#### Dataset entries

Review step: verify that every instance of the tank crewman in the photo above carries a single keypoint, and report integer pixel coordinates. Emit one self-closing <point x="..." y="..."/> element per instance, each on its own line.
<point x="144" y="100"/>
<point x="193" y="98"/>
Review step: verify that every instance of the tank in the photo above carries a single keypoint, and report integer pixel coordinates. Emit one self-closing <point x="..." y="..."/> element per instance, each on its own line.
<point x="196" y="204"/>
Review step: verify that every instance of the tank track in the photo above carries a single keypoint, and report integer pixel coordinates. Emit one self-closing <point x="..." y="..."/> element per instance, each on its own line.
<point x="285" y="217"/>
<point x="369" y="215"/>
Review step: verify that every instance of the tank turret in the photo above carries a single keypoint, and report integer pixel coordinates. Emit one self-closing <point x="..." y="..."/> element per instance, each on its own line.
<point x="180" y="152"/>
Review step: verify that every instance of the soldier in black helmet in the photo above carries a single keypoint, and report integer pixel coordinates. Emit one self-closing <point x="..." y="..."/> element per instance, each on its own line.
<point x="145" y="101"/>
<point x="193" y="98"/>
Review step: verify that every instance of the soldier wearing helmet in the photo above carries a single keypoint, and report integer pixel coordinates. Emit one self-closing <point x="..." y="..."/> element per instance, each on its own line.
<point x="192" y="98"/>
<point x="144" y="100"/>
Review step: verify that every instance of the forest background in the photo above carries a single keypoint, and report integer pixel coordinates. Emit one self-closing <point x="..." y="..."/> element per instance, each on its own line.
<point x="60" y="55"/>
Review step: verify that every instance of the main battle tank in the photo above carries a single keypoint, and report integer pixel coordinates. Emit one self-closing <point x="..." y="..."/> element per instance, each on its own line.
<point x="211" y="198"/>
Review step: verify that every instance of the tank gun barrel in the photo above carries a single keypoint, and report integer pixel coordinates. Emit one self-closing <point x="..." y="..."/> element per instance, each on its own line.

########

◆ **Exercise aim**
Hand back the listing exactly. Include every line.

◆ **Exercise answer**
Review step: verify that every instance of the tank crewman in the photo above carries a single keypoint, and report integer pixel coordinates. Emit one self-closing <point x="..." y="..."/> element per instance, each on its own line.
<point x="144" y="100"/>
<point x="193" y="98"/>
Review step: verify that every instance of the tank in the photo above carries a single keypoint, and report integer pixel coordinates. Emit one self-closing <point x="..." y="..."/> element per instance, each on its own line.
<point x="196" y="204"/>
Review step: verify that every instance of the tank track in the photo above carries a single keypoint, and report integer pixel coordinates. Emit one self-closing <point x="..." y="..."/> element per instance, each on its own line.
<point x="285" y="217"/>
<point x="369" y="215"/>
Review step: verify that every instance of the tank turret in the photo above carries a single keypoint, and report integer pixel coordinates. Emit one self-closing <point x="..." y="..."/> element per instance, each on its own line.
<point x="180" y="152"/>
Review step: verify that every instance of the soldier in black helmet in the photo above carries a single keypoint, and report integer pixel coordinates. Emit one self-closing <point x="..." y="..."/> element per instance, each on its own line.
<point x="145" y="101"/>
<point x="193" y="98"/>
Review step: verify that every instance of the soldier wearing helmet in the photo above carries a single keypoint, and report integer pixel coordinates. Emit one self-closing <point x="..." y="..."/> element per instance, each on its own line.
<point x="192" y="98"/>
<point x="144" y="100"/>
Review step: verify that every instance of the forest background in the photo above carries a single keypoint, and report integer pixel coordinates. Emit one self-closing <point x="..." y="..."/> element per instance, each on its own line.
<point x="60" y="55"/>
Review step: verify that every instance of the main battle tank in the photo above carries a single keypoint, and report integer pixel coordinates. Emit one self-closing <point x="..." y="..."/> element per instance, each on its own line.
<point x="211" y="198"/>
Review step: verify that every instance of the tank gun barrel in the photo above carries a single keypoint, and report integer pixel coordinates. Emit one self-closing <point x="..." y="..."/> element per instance, each on its own line.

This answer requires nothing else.